=== Page ===
It’s the easiest performance upgrade you can buy, yet also one of the least utilised.
No suspension upgrade, power increase or tyre choice will give as great a gain, for as little outlay, as improving the thing between the seat and the steering wheel.
My first track day was at Hobart’s Baskerville Raceway. Over-imbued with confidence like most 18-year-old males, my cockiness lasted two corners, at which point it became clear I was well out of my depth. My first proper lap was a 1:22, which fell to 1:17 by day’s end.
Over the coming months, with some practice and tuition, that fell to 1:13. Without a single car tweak, that’s a nine-second-a-lap gain. Still, that was many years ago now, so on the basis that you never stop learning, it’s time to go back to school.
Porsche was one of the first manufacturers to open its own driving school, holding its first event at Hockenheim in 1974. The Australian arm opened 20 years later at Mount Cotton in Queensland – a facility it calls home to this day.
More than 70 courses will run in 2015, ranging from the $1397 Level 1 course, where attendees can sample the entire Porsche range, right up to the $6500 Level 5 course, which includes your own 991 Cup car and race engineer.

=== What to work on ===
Continue the article about learning to drive better at Porsche's driving school, picking up after its final sentence.

=== Supplied entries ===
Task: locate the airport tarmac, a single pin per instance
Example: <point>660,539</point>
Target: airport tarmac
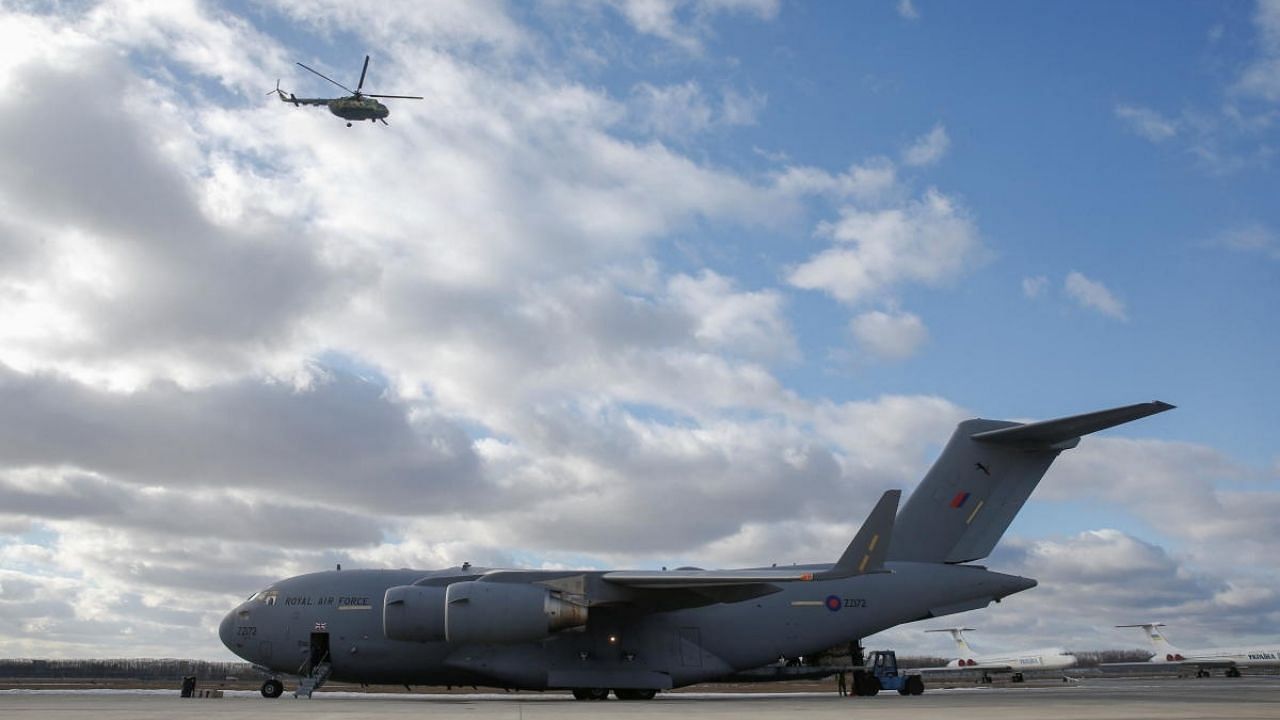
<point>1214,698</point>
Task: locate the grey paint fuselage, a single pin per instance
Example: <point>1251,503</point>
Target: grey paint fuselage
<point>620,646</point>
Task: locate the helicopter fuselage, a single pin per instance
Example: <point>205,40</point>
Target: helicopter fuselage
<point>359,109</point>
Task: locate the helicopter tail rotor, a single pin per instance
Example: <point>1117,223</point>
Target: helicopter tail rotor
<point>362,72</point>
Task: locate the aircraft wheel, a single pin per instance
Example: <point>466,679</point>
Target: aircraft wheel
<point>273,688</point>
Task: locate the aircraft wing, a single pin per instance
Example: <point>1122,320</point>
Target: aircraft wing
<point>1169,665</point>
<point>703,578</point>
<point>981,668</point>
<point>864,555</point>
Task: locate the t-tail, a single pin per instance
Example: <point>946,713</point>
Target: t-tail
<point>986,473</point>
<point>1164,648</point>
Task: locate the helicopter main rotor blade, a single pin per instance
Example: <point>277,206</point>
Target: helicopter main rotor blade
<point>328,78</point>
<point>361,85</point>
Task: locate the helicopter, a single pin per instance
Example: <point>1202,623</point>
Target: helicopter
<point>356,106</point>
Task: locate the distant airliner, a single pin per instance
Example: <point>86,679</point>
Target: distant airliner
<point>1233,657</point>
<point>1015,662</point>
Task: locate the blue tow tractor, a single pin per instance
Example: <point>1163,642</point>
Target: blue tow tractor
<point>881,673</point>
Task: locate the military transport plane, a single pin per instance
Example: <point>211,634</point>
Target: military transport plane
<point>639,632</point>
<point>1232,659</point>
<point>1015,662</point>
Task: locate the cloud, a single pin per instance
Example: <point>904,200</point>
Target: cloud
<point>1093,295</point>
<point>928,241</point>
<point>890,336</point>
<point>682,110</point>
<point>1261,77</point>
<point>1147,123</point>
<point>871,181</point>
<point>752,323</point>
<point>1034,286</point>
<point>928,149</point>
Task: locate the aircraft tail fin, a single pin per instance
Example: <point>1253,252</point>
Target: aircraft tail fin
<point>958,636</point>
<point>869,547</point>
<point>1159,642</point>
<point>986,473</point>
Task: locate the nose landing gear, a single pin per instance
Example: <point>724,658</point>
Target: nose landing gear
<point>273,688</point>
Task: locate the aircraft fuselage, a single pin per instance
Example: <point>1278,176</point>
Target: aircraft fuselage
<point>620,646</point>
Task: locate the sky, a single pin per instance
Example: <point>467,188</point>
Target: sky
<point>636,283</point>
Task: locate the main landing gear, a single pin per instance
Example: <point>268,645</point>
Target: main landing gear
<point>273,688</point>
<point>621,693</point>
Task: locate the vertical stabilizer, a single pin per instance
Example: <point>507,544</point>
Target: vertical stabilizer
<point>986,473</point>
<point>1164,648</point>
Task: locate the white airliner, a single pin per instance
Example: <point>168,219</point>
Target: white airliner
<point>1015,662</point>
<point>1202,659</point>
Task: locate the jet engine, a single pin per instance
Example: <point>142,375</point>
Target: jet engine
<point>506,613</point>
<point>414,614</point>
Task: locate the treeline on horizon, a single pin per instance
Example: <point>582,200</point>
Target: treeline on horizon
<point>173,669</point>
<point>129,668</point>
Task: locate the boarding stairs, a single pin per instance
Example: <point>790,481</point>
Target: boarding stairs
<point>311,682</point>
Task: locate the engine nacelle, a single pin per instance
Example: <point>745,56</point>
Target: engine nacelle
<point>414,614</point>
<point>506,613</point>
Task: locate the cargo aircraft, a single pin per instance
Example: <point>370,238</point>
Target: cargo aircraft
<point>640,632</point>
<point>1229,659</point>
<point>1014,662</point>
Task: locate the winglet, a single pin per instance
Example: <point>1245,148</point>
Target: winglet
<point>1068,431</point>
<point>865,554</point>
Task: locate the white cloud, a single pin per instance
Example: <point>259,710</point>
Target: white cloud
<point>684,110</point>
<point>928,149</point>
<point>752,323</point>
<point>1034,286</point>
<point>1147,122</point>
<point>929,241</point>
<point>890,336</point>
<point>1261,78</point>
<point>1093,295</point>
<point>871,181</point>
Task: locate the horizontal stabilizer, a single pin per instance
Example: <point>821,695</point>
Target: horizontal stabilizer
<point>1048,433</point>
<point>865,554</point>
<point>984,474</point>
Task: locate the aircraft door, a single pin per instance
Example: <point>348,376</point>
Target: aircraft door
<point>690,647</point>
<point>319,650</point>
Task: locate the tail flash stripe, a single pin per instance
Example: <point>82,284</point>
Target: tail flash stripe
<point>974,514</point>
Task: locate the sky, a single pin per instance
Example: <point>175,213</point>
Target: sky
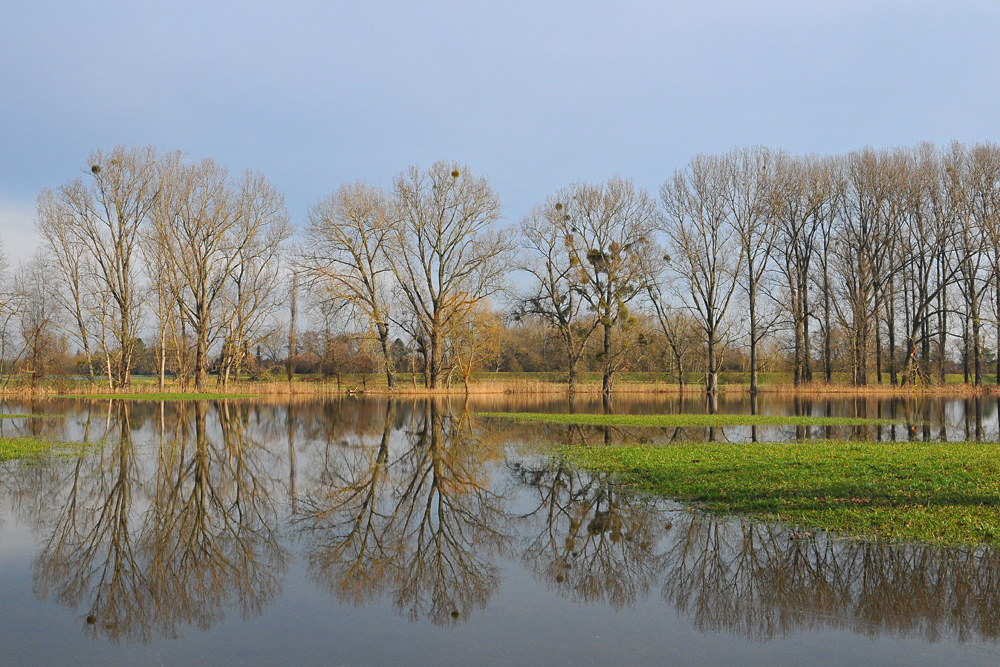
<point>533,95</point>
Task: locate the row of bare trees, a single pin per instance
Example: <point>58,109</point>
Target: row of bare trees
<point>143,232</point>
<point>890,255</point>
<point>897,250</point>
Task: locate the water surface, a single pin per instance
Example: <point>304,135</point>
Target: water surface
<point>374,532</point>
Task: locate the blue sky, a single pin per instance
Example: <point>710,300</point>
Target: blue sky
<point>535,95</point>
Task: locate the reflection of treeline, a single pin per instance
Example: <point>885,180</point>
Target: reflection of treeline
<point>153,556</point>
<point>417,503</point>
<point>759,582</point>
<point>877,264</point>
<point>419,522</point>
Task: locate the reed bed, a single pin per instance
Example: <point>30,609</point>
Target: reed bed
<point>498,384</point>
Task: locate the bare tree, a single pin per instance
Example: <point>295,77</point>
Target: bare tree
<point>103,213</point>
<point>553,293</point>
<point>446,254</point>
<point>215,222</point>
<point>55,223</point>
<point>751,204</point>
<point>704,249</point>
<point>609,232</point>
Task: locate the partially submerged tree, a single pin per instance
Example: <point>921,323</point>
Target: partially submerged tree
<point>704,249</point>
<point>447,256</point>
<point>347,241</point>
<point>609,235</point>
<point>553,293</point>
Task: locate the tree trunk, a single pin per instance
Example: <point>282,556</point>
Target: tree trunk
<point>608,369</point>
<point>712,384</point>
<point>390,370</point>
<point>753,342</point>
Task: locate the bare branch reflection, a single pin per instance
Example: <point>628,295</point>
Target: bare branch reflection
<point>423,526</point>
<point>592,542</point>
<point>201,538</point>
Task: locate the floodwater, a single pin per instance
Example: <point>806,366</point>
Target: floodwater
<point>361,532</point>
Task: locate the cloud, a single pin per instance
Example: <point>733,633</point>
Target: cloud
<point>17,231</point>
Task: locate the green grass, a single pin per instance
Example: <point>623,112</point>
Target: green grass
<point>935,493</point>
<point>26,447</point>
<point>166,396</point>
<point>683,420</point>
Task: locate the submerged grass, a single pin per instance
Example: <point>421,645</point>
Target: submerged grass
<point>160,396</point>
<point>935,493</point>
<point>26,447</point>
<point>683,420</point>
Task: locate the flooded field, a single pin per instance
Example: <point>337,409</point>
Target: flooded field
<point>385,532</point>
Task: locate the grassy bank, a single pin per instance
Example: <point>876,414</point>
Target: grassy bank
<point>683,420</point>
<point>159,396</point>
<point>936,493</point>
<point>24,447</point>
<point>489,383</point>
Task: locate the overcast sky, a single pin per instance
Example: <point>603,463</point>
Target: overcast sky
<point>535,95</point>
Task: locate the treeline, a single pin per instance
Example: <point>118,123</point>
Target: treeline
<point>881,263</point>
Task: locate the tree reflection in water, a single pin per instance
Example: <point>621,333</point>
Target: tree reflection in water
<point>423,525</point>
<point>399,501</point>
<point>759,581</point>
<point>200,538</point>
<point>592,541</point>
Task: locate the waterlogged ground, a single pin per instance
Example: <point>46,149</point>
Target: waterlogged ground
<point>376,532</point>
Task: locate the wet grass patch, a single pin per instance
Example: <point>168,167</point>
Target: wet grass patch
<point>684,420</point>
<point>24,447</point>
<point>945,493</point>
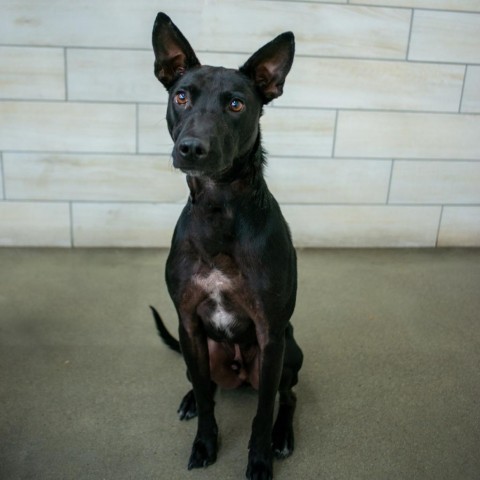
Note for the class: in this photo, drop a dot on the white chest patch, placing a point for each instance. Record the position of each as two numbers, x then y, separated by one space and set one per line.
215 284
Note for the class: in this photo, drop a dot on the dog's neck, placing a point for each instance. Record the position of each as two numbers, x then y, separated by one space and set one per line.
243 180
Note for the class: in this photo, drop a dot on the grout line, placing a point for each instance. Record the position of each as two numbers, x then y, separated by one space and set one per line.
334 142
137 128
439 226
390 182
463 89
247 54
160 156
65 66
412 15
179 203
72 242
285 107
2 173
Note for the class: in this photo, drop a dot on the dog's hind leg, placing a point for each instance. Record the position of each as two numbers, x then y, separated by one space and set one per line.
282 434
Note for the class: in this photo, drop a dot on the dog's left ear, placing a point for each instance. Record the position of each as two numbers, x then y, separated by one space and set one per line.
173 53
269 66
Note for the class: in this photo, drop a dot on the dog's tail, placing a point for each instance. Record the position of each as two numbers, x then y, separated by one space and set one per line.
164 334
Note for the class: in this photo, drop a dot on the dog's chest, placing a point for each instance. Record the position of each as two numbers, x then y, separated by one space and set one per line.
216 307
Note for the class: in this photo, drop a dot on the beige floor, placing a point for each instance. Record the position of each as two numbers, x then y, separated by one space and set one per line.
390 387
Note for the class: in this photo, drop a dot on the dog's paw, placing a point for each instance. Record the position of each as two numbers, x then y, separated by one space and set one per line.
282 441
259 467
188 407
204 452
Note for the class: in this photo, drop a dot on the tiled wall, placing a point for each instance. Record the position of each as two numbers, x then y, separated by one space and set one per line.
376 141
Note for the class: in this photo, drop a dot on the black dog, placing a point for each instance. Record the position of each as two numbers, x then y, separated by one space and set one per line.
231 271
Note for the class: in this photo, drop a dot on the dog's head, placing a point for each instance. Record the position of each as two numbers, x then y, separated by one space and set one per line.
213 112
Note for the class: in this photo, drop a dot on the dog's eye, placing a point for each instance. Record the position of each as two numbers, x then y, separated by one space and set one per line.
181 98
236 105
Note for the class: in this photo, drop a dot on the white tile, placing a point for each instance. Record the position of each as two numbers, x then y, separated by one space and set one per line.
52 126
435 182
119 75
32 73
362 226
89 23
407 135
298 132
471 93
459 5
320 29
445 37
364 84
124 225
153 130
34 224
460 227
297 180
93 178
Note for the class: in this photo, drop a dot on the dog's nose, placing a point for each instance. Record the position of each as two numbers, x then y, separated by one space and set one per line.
193 149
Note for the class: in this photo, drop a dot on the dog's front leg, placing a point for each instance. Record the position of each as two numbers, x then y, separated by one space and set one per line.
260 456
195 351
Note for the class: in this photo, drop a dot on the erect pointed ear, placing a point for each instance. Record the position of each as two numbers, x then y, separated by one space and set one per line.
173 53
269 66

=== Exercise answer ===
One step down is the ‘Master’ course; it’s exactly the same except the Cup car is replaced with the slightly more accessible 991 GT3 road car. This is the most popular course, booked out well over a year in advance. For your $3500 you receive a 991 GT3 to drive as hard as you like, a racetrack on which to drive it, and an instructor and race engineer to teach you how to drive it faster.
Yep, unlike some other schools, where OH&S can occasionally replace fun, Porsche’s Master course has only one goal: to make you faster. Before the fun begins, however, there is the inevitable classroom briefing. Remember when you were stuck in school on a nice day, how you were itching to get outside? It’s even worse when there’s a pair of new GT3s waiting in pitlane.
The classroom time is valuable, though, with a useful refresher on the basics delivered with directness and humour by Czech-born Aussie racer Tomas Mezera.
Best known for partnering Peter Brock at the Holden Racing Team in the mid-’90s, Mezera is an enormously accomplished driver, having won Bathurst, stood on the podium in the British Touring Car Championship and raced at Le Mans in a Porsche 962.
At this school, Mezera is unquestionably the headmaster and he expects respect and obedience from his pupils. Misbehave and it’s the naughty corner for you. Today his teaching roster features Craig Baird and MOTOR’s own Warren Luff – “ah-Bairdo and ah-Fluffy” in Mezera’s thick Czech accent – with Baird my assigned instructor.
Our first session is not behind the wheel of the new GT3 but five-up in a Cayenne as Baird demonstrates the correct lines and braking points of Queensland Raceway’s club circuit. It’s a short track with a mere six corners, but it’s quickly apparent that there are plenty of places to lose time around its technical layout.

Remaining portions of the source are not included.